# Goal of the exercise
Restate the records underneath, keeping each one exactly the same.

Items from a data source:
------------------------------------

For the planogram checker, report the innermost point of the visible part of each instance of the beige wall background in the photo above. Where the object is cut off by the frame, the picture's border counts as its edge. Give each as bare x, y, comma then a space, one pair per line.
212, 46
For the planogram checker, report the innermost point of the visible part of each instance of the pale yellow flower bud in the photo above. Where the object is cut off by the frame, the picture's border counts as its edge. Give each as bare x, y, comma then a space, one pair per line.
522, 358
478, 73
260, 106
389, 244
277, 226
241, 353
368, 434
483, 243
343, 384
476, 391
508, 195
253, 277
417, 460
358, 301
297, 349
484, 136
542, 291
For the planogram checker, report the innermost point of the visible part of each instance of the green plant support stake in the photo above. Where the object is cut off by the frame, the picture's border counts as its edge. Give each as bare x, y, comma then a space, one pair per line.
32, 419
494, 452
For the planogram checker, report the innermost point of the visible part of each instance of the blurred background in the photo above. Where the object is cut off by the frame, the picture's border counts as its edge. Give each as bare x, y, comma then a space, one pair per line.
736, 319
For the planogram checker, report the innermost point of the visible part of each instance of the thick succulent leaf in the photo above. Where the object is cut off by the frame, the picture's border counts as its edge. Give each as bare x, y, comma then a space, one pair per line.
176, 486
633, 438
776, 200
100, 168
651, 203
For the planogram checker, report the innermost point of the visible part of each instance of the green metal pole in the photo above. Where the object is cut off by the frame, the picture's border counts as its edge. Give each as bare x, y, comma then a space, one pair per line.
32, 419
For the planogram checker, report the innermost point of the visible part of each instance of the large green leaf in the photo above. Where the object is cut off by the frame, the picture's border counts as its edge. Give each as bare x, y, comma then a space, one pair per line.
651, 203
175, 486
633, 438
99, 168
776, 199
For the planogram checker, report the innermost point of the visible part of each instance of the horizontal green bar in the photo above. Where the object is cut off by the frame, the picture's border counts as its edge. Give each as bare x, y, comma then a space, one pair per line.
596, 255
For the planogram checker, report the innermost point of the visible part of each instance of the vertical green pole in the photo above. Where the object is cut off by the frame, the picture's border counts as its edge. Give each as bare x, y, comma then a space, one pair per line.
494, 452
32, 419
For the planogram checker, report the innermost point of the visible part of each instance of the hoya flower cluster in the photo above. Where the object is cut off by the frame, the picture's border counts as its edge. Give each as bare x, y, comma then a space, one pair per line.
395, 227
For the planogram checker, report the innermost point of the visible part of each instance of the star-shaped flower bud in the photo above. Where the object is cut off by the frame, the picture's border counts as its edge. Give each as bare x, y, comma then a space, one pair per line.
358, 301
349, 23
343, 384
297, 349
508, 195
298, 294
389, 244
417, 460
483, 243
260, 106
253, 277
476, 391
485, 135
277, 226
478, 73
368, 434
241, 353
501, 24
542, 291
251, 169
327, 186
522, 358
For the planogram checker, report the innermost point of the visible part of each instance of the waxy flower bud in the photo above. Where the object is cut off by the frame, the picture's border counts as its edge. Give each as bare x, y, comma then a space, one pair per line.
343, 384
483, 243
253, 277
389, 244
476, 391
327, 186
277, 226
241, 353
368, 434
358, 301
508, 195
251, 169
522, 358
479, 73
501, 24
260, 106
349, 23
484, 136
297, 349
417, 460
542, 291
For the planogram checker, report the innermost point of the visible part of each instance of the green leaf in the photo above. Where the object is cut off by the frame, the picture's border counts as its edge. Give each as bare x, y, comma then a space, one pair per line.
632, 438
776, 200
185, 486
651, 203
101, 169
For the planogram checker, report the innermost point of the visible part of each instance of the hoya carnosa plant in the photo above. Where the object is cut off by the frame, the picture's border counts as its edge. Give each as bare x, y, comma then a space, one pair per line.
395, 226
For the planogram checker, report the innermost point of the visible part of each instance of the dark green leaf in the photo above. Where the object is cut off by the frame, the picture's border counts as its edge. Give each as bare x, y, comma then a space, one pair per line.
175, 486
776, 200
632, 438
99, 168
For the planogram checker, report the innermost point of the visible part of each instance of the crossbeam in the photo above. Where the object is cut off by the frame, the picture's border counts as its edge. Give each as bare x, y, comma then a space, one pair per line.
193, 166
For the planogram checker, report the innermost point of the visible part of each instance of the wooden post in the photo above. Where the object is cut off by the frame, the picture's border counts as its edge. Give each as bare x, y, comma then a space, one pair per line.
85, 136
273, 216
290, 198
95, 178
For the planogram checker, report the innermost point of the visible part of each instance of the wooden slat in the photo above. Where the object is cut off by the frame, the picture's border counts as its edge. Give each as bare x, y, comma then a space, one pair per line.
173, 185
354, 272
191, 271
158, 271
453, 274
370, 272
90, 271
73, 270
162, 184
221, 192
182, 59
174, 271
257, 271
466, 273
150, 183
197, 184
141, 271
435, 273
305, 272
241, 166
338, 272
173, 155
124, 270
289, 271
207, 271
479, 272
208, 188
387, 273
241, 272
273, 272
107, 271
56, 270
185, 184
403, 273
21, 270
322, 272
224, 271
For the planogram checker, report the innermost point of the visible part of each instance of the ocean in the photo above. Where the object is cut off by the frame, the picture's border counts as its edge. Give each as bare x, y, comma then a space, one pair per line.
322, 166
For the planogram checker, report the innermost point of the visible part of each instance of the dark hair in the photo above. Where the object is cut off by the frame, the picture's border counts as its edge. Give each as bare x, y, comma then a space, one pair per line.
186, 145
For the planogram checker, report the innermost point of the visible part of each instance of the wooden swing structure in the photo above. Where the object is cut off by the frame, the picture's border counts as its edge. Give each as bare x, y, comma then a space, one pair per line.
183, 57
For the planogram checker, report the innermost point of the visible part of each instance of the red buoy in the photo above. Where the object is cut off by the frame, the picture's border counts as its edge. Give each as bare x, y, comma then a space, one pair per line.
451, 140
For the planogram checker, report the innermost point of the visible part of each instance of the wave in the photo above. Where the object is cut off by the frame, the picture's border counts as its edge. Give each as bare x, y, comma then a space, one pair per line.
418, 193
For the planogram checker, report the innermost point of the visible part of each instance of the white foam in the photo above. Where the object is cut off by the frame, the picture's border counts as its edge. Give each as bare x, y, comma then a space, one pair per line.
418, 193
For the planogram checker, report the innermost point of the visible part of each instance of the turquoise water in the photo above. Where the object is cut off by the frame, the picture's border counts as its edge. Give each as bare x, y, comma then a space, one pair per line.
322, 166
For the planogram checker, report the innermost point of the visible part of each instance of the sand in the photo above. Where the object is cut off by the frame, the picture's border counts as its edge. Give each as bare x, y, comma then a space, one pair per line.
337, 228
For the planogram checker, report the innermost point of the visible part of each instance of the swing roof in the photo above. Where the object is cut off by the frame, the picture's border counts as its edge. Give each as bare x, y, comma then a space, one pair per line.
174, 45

------------------------------------

# Your solution
For the planogram checker, report the innermost point of the visible part of each instance of the beige wall background in the photo above. Where the object is cut off by the frame, the picture's border counts as its edge. Give each as bare x, y, comma then a space, one pair per line.
212, 46
For the planogram checker, report the innermost point of the visible part of each instance of the pale yellow flower bud in the photo above. Where the object is cut off by the frame, the picture's border counts as its edge. Give each as bare x, y, comma then a space, one pair per line.
522, 358
478, 73
260, 106
389, 244
277, 226
241, 353
368, 434
483, 243
343, 384
476, 391
508, 195
253, 277
417, 460
358, 301
297, 349
484, 136
542, 291
For the planogram checker, report the innermost point of the visible part of each instance of the green plant support stake in the photo above. Where the object is cut off by the frame, the picture's border counts as its edge. Give each as bare x, y, comma then a space, one pair per line.
32, 419
494, 452
For the planogram checker, report the innermost point of the visible part of each instance of the blurred background in the photo above. Where the object is cut off by the frame, the picture's border counts as its edge. Give each as bare x, y, comma then a space, one pair per line.
736, 319
For the planogram checker, report the innermost point of the visible part of each instance of the thick succulent leaf in the photo above. Where the object is cut off by the frame, the picture's border counts as its edge. Give each as bare x, y, comma then a space, one pair per line.
176, 486
633, 438
776, 200
100, 168
651, 203
For the planogram checker, report the innermost point of the visible part of each instance of the green metal pole in the photo above. Where the object is cut off by the frame, the picture's border counts as its edge. Give each as bare x, y, comma then a space, one pair per line.
32, 419
For the planogram checker, report the innermost point of the visible part of each instance of the large green leaf in the photo above. Where the object is cut off by the frame, the picture's border counts as its edge. Give each as bare x, y, comma then a space, one pair per line.
651, 203
175, 486
633, 438
99, 168
776, 199
For the planogram checker, report the innermost point of the visible part of each instance of the horizontal green bar in the photo above. Where the object is cut off by the frame, the picture's border counts as its edge. Give each as bare x, y, comma then a space, one pair per line.
596, 255
For the planogram checker, report the innermost point of the visible part of each instance of the vertical green pole in the photo above. Where the object is cut off by the frame, the picture's border counts as its edge. Give each as bare x, y, comma then a space, one pair per line.
494, 452
32, 419
For the planogram checker, report the innermost point of the visible part of each instance of the hoya flower cluster in the photo above. Where the object is cut off by the frame, the picture's border counts as its edge. Give each as bare x, y, comma then a space, one pair per line.
395, 227
For the planogram checker, report the innermost point of the visible part of each instance of the star-shaped flower bud in the photo above. Where the object is cut off by the frame, the picture's border counts as its edge. Give each as bare x, y, comma then a space, one pair per line.
358, 301
349, 23
343, 384
297, 349
508, 195
298, 294
389, 244
417, 460
483, 243
260, 106
253, 277
476, 391
485, 135
277, 226
478, 73
368, 434
241, 353
501, 24
542, 291
251, 169
327, 186
522, 358
For the planogram checker, report the innermost point of the visible part of each instance of the waxy flower bud in the photo above. Where the object is cut off by the frame, the picture's border counts as its edge. Give each as bare x, y, comma then a space, one pair per line.
343, 384
483, 243
253, 277
389, 244
476, 391
327, 186
277, 226
241, 353
368, 434
358, 301
508, 195
251, 169
522, 358
479, 73
501, 24
260, 106
349, 23
484, 136
297, 349
417, 460
542, 291
For the planogram checker, report the innermost point of the visible part of each instance of the green leaf in the photo above. Where the object is cut off by the frame, the picture's border counts as its edge. Give each as bare x, y, comma then a space, one pair per line.
632, 438
776, 200
185, 486
651, 203
101, 169
For the planogram checker, report the innermost point of the visible part of each instance of the hoya carnosa plant in the photo above. Where the object is cut off by the frame, the picture's border counts as its edge. Give each as bare x, y, comma then a space, one pair per line.
395, 226
For the planogram checker, report the innermost point of the visible part of each instance of the dark green leaf in the photo above. Where the object is cut off by the frame, the picture's border counts as its edge. Give each as bare x, y, comma then a space, one pair per line.
175, 486
776, 200
632, 438
99, 168
For the planogram checker, report the innermost point of the visible part of each instance of the crossbeam in the photo above. Where the object is cut off by the frame, the picture's border counts as its edge. Give each as bare x, y, comma then a space, one pair per line.
193, 166
For the planogram checker, report the innermost point of the visible part of each instance of the wooden post in the photo above. Where the object is cut off by the frame, the picture's border counts as its edge. Give each as bare x, y, comma then a space, one pair per line.
85, 136
273, 216
290, 198
95, 178
For the planogram checker, report the innermost point of the visible part of each instance of the wooden slat in the photo above. Where the object is cut off by the frame, the picture's border counts as its edge. Give each as bare x, y, comma then a space, one pair per line.
173, 185
354, 272
191, 271
158, 271
453, 274
370, 272
90, 271
73, 270
162, 184
221, 192
182, 59
174, 271
257, 271
466, 273
150, 183
197, 184
141, 271
435, 273
305, 272
241, 166
338, 272
173, 155
124, 270
289, 271
207, 271
479, 272
208, 188
387, 273
241, 272
273, 272
107, 271
56, 270
185, 184
403, 273
21, 270
322, 272
224, 271
For the planogram checker, report the innermost point of the visible part of each instance of the ocean in the photo above. Where the object is cut off by the frame, the picture's border counts as its edge. Give each as bare x, y, comma then a space, one pair per line.
322, 166
For the planogram checker, report the innermost point of the visible part of each instance of the dark hair in the photo above. Where the object is cut off by the frame, the picture's border counts as its edge. Give each as bare x, y, comma then a space, one pair per line.
186, 145
For the planogram checker, report the innermost point of the visible part of each instance of the wooden swing structure in the photo above. Where the object is cut off by the frame, the picture's border counts as its edge. Give each as bare x, y, comma then a space, one pair per line.
183, 57
For the planogram checker, report the innermost point of the visible part of each instance of the red buoy in the photo above. Where the object is cut off by the frame, the picture's border counts as its edge. Give each as bare x, y, comma then a space, one pair per line.
451, 140
For the planogram checker, report the innermost point of the visible part of each instance of the wave in the photo above. Where the object is cut off by the frame, the picture's border counts as its edge. Give each as bare x, y, comma then a space, one pair per line.
418, 193
For the planogram checker, report the innermost point of the visible part of each instance of the white foam in the photo above. Where the object is cut off by the frame, the picture's border counts as its edge. Give each as bare x, y, comma then a space, one pair per line.
418, 193
For the planogram checker, report the innermost point of the visible part of each instance of the turquoise water in the photo above. Where the object is cut off by the frame, the picture's border counts as its edge. Give each as bare x, y, comma then a space, one pair per line.
322, 166
For the planogram checker, report the innermost point of the visible part of each instance of the sand in the photo above. Where the object is cut off by the frame, the picture's border counts as its edge. Give each as bare x, y, comma then a space, one pair per line.
337, 228
For the planogram checker, report the innermost point of the visible part of each instance of the swing roof in the photo above. Where the object is cut off by the frame, the picture's border counts as its edge. Give each as bare x, y, comma then a space, one pair per line.
174, 45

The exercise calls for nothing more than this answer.